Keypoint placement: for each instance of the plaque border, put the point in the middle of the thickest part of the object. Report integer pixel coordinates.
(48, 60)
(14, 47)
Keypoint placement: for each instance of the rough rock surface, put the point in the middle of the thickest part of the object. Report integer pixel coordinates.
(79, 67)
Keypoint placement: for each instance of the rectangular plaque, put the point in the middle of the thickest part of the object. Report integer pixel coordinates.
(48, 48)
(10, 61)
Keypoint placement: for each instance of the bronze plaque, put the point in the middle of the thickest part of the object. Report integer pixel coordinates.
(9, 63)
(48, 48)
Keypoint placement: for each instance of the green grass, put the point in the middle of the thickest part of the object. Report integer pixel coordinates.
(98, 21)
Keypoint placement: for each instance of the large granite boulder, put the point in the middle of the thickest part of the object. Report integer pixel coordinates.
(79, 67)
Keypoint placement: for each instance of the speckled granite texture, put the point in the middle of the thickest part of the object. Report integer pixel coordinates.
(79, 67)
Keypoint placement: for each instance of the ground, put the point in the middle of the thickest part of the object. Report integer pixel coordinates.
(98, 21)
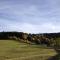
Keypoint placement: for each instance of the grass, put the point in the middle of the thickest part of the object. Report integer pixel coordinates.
(13, 50)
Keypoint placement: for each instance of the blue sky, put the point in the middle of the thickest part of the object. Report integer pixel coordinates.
(32, 16)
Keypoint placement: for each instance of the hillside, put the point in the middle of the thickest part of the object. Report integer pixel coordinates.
(48, 39)
(13, 50)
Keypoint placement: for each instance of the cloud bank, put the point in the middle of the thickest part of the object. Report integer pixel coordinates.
(32, 16)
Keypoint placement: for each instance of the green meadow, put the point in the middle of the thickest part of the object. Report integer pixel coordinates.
(14, 50)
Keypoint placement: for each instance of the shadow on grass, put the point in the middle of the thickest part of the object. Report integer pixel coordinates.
(57, 57)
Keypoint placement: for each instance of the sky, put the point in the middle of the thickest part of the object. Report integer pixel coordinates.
(31, 16)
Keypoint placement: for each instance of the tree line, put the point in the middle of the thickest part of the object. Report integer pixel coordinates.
(48, 39)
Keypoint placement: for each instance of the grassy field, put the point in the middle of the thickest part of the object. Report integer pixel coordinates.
(13, 50)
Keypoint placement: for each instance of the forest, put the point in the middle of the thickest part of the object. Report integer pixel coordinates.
(48, 39)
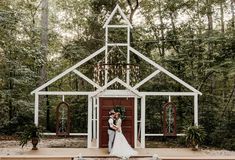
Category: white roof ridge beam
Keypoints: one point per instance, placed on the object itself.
(164, 70)
(146, 79)
(63, 93)
(69, 70)
(86, 78)
(122, 14)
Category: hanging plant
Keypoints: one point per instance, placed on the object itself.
(121, 109)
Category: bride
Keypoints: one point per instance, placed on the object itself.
(121, 148)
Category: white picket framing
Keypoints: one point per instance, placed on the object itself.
(168, 93)
(143, 122)
(36, 108)
(86, 78)
(93, 96)
(122, 14)
(196, 110)
(89, 122)
(135, 121)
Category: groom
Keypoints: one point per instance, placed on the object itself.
(111, 129)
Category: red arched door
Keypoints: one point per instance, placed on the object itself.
(106, 104)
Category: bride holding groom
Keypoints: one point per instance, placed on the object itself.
(118, 145)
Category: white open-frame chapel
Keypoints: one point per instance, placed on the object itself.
(130, 91)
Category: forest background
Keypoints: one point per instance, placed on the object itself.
(193, 39)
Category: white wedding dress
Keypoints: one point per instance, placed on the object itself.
(121, 148)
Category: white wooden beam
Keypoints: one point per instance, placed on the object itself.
(89, 122)
(168, 93)
(196, 110)
(135, 122)
(164, 70)
(94, 118)
(36, 108)
(106, 56)
(128, 57)
(86, 78)
(143, 122)
(69, 70)
(121, 13)
(98, 120)
(146, 79)
(63, 93)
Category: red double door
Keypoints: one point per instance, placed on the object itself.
(106, 104)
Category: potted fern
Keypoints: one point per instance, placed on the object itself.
(194, 135)
(30, 132)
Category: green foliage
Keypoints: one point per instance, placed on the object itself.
(194, 135)
(178, 35)
(30, 131)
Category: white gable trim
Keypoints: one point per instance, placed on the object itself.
(119, 81)
(86, 78)
(164, 70)
(122, 14)
(146, 79)
(69, 70)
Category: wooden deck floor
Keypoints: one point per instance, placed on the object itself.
(98, 154)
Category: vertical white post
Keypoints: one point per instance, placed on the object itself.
(98, 120)
(135, 121)
(128, 57)
(89, 121)
(106, 56)
(36, 110)
(143, 122)
(196, 109)
(94, 118)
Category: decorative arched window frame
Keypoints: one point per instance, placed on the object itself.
(67, 131)
(165, 125)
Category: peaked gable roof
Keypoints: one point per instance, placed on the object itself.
(102, 88)
(117, 8)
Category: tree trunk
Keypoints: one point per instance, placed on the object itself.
(233, 14)
(222, 16)
(162, 53)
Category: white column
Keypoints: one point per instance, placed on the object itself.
(89, 122)
(128, 57)
(135, 122)
(106, 56)
(94, 117)
(36, 110)
(196, 109)
(143, 122)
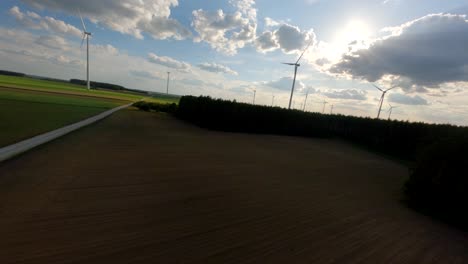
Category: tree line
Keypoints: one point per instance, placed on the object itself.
(438, 180)
(401, 139)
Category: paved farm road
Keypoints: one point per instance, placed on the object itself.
(146, 188)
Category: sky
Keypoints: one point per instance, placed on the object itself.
(230, 48)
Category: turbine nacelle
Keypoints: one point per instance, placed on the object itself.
(292, 64)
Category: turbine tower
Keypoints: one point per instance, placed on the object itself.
(381, 98)
(305, 101)
(324, 104)
(390, 110)
(255, 92)
(296, 65)
(167, 86)
(86, 36)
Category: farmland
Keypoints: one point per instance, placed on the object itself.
(160, 190)
(28, 113)
(73, 89)
(29, 107)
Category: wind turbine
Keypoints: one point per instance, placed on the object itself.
(167, 86)
(390, 110)
(382, 97)
(255, 92)
(305, 101)
(86, 36)
(296, 65)
(324, 103)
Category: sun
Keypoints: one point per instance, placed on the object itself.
(355, 30)
(354, 35)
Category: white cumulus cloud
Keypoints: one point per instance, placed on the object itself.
(124, 16)
(227, 32)
(426, 52)
(169, 62)
(34, 21)
(217, 68)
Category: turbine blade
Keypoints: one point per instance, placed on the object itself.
(390, 88)
(82, 22)
(82, 41)
(377, 87)
(308, 45)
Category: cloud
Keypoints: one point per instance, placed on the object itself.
(269, 22)
(428, 52)
(285, 84)
(52, 42)
(266, 42)
(169, 62)
(287, 37)
(351, 94)
(227, 32)
(125, 16)
(406, 99)
(34, 21)
(218, 68)
(144, 74)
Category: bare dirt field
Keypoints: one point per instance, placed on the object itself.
(147, 188)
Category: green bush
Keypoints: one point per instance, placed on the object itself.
(156, 107)
(438, 185)
(402, 140)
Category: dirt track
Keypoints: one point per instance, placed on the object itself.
(145, 188)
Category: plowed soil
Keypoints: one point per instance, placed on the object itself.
(146, 188)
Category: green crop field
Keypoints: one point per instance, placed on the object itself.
(29, 107)
(72, 89)
(24, 114)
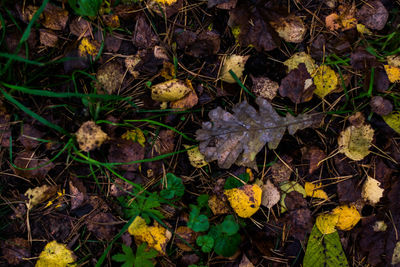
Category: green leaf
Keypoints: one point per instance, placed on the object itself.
(233, 182)
(206, 243)
(175, 187)
(197, 222)
(324, 250)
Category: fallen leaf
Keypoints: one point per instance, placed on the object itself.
(56, 254)
(90, 136)
(348, 217)
(371, 191)
(270, 195)
(244, 200)
(393, 120)
(327, 222)
(325, 80)
(110, 76)
(300, 57)
(237, 138)
(355, 142)
(264, 87)
(314, 190)
(155, 236)
(171, 90)
(373, 14)
(195, 157)
(236, 64)
(290, 28)
(297, 85)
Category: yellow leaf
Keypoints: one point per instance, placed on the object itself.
(371, 191)
(325, 80)
(393, 73)
(56, 255)
(244, 200)
(393, 120)
(301, 57)
(348, 217)
(355, 142)
(313, 190)
(236, 64)
(195, 157)
(136, 135)
(155, 236)
(171, 90)
(326, 223)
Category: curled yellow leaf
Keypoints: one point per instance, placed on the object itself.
(245, 200)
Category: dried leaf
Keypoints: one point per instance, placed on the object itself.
(57, 255)
(371, 191)
(155, 236)
(314, 190)
(355, 142)
(236, 64)
(90, 136)
(237, 138)
(393, 120)
(195, 157)
(244, 200)
(270, 195)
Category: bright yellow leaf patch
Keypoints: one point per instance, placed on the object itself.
(245, 200)
(155, 236)
(56, 255)
(314, 190)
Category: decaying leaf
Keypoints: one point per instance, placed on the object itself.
(236, 64)
(348, 217)
(155, 236)
(237, 138)
(195, 157)
(90, 136)
(371, 191)
(301, 57)
(355, 142)
(325, 80)
(57, 255)
(314, 190)
(270, 195)
(290, 28)
(171, 90)
(39, 194)
(393, 120)
(244, 200)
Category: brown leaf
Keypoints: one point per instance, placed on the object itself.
(125, 151)
(297, 85)
(238, 137)
(373, 14)
(15, 250)
(27, 159)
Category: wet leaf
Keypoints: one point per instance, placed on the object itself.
(355, 142)
(90, 136)
(371, 191)
(156, 236)
(393, 120)
(195, 157)
(270, 195)
(244, 200)
(57, 255)
(237, 138)
(348, 217)
(325, 80)
(236, 64)
(324, 250)
(171, 90)
(314, 190)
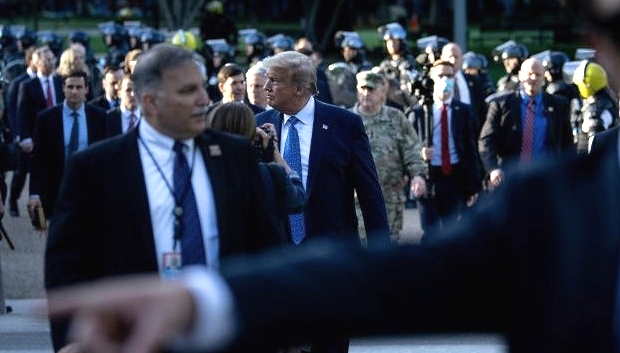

+ + +

> [Stated goal] Show every line above that contains the word "forest".

> [Completed task]
Keypoint placement: for each instance of the forest, put the point in the middle of the thickest part of the object. Report integer pixel coordinates.
Category: forest background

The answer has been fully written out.